----- Provided records

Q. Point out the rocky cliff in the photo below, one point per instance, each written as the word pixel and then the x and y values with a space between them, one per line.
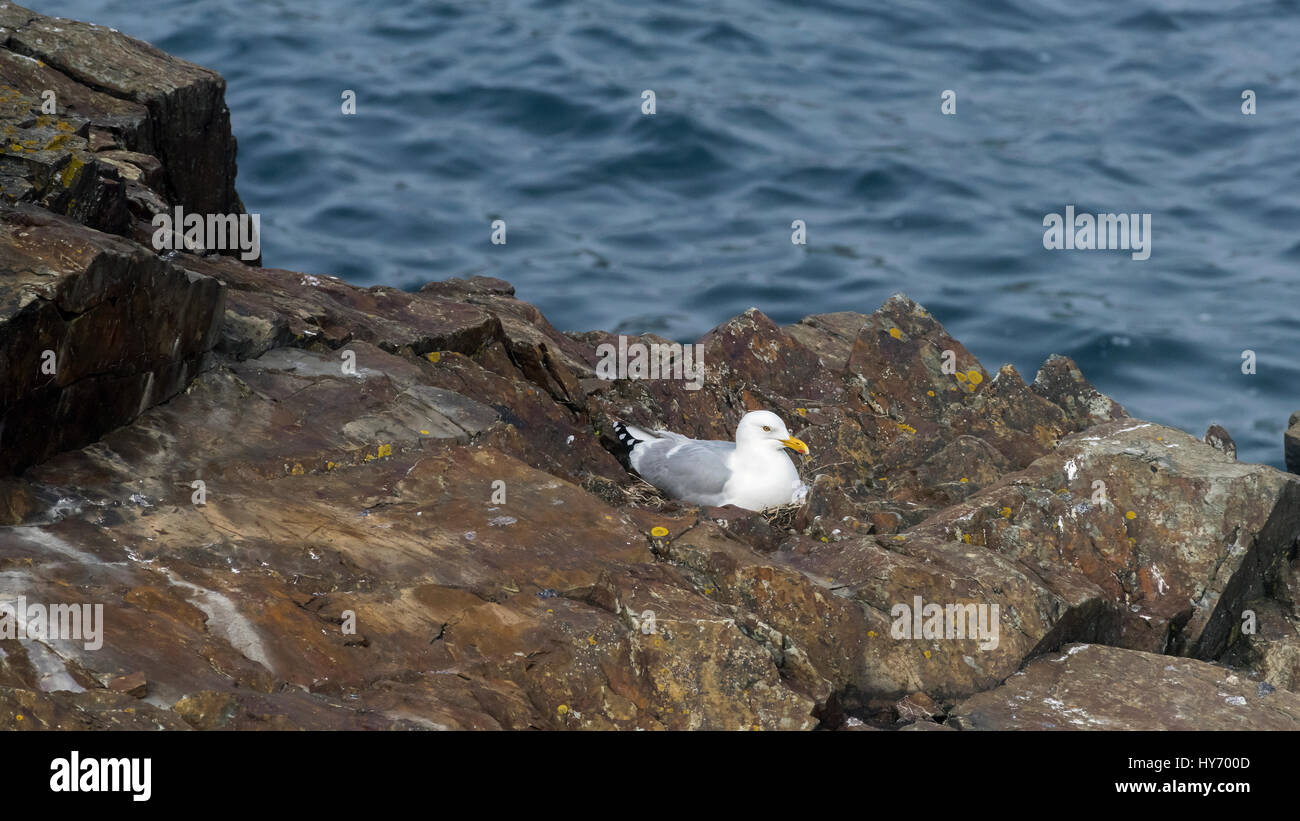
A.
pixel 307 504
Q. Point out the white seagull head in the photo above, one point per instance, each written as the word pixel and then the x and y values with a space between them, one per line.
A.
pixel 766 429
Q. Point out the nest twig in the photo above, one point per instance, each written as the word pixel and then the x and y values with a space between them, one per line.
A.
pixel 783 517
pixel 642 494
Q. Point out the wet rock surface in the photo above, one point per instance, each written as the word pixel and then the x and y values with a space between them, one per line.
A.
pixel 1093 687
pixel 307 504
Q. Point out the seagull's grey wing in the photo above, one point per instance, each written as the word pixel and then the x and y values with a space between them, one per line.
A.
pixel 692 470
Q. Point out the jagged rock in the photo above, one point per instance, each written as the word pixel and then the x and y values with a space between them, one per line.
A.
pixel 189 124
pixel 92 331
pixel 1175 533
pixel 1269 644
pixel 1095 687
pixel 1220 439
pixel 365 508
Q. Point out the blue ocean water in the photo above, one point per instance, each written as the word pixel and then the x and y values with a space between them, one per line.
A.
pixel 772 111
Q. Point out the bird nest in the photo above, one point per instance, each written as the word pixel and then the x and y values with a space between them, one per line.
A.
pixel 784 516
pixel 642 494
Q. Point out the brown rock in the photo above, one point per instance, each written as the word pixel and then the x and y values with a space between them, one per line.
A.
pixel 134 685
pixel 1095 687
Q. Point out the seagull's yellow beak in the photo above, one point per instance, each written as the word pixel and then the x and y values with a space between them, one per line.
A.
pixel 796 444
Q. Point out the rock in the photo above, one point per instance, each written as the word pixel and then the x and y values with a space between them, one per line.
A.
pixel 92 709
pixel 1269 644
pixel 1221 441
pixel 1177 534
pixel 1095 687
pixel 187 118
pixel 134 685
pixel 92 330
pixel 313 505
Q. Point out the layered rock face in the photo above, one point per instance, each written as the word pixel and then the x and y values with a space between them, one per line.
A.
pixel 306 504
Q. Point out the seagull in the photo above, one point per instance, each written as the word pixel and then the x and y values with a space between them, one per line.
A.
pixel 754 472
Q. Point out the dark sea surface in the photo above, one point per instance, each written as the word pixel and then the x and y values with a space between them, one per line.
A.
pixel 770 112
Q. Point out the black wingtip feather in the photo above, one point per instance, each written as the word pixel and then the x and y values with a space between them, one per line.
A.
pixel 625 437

----------

Work request: Print the complete listing exactly, apart from any pictures.

Written response:
Q. Point out the rocky cliff in the photo below, one point per instance, each written as the word pixel and then the x and y values with a space between them, one per line.
A.
pixel 307 504
Q. Point out the white seagull head in the photo above, one point per instance, each written as the word pixel and then the x and y values with a space between them, one per line.
A.
pixel 766 429
Q. Point out the nest twig in the photo above, one point per instance, each written as the word pixel and then the x and y values with a space between them, one per line.
A.
pixel 783 517
pixel 642 494
Q. Point out the wet rock surface in the photo above, one point per instance, each written as the word pixel and then the x and y values with a space between them, one per line.
A.
pixel 1093 687
pixel 307 504
Q. Point out the seagull's grey wing in the photo above, one point per instance, each written as the word pixel and then the x and y values with a space between them, one per line.
A.
pixel 692 470
Q. Point out the jagged rock in the photo above, one point per instance, each written as the word pixel and then the x and y values with a space between them, one per line.
A.
pixel 189 124
pixel 92 331
pixel 1175 533
pixel 1269 644
pixel 1095 687
pixel 1220 439
pixel 365 508
Q. Point out the blue ocean water in the photo above, one point per instance, each written as the word pixel and then the x and y values with a space between them, one per line.
A.
pixel 772 111
Q. Point out the bird nest in the photo above, one point per instance, each written as the word pixel and then the x and y values with a space between them, one per line.
A.
pixel 784 516
pixel 642 494
Q. Point out the brown rock in the photo above, one point per instance, each written as the word pixel and then the x and y values with a space between them, one per line.
A.
pixel 134 685
pixel 1095 687
Q. Point out the seagull's yellow beak in the photo above, one point per instance, each written as the word pixel and then the x and y values with a space between them, one per line.
A.
pixel 796 444
Q. Point out the rock in the photo above, one point per instance, each written as the word pixel and then the x and y values with a space between them, one per line.
A.
pixel 92 709
pixel 1269 644
pixel 1221 441
pixel 1177 534
pixel 1095 687
pixel 187 118
pixel 134 685
pixel 92 330
pixel 313 505
Q. Point out the layered rock face in the photo above, one point per instance, each written as the word pixel and then the x and y values with a space between them, one per line.
A.
pixel 306 504
Q. Point out the seagull in the photo above, one point per instance, each written as the word pixel and then the x and y values with a space between them, one per line.
A.
pixel 754 472
Q. Point out the dark sea surface in the photo above, one point per instance, each written as the word pixel and then the x and y values with a space between them, one per line.
A.
pixel 770 112
Q. Point out the black wingtip feather in the photo above, one point per instance, each written as the word pixel and then the x and y values with a space between them, one per line.
A.
pixel 625 437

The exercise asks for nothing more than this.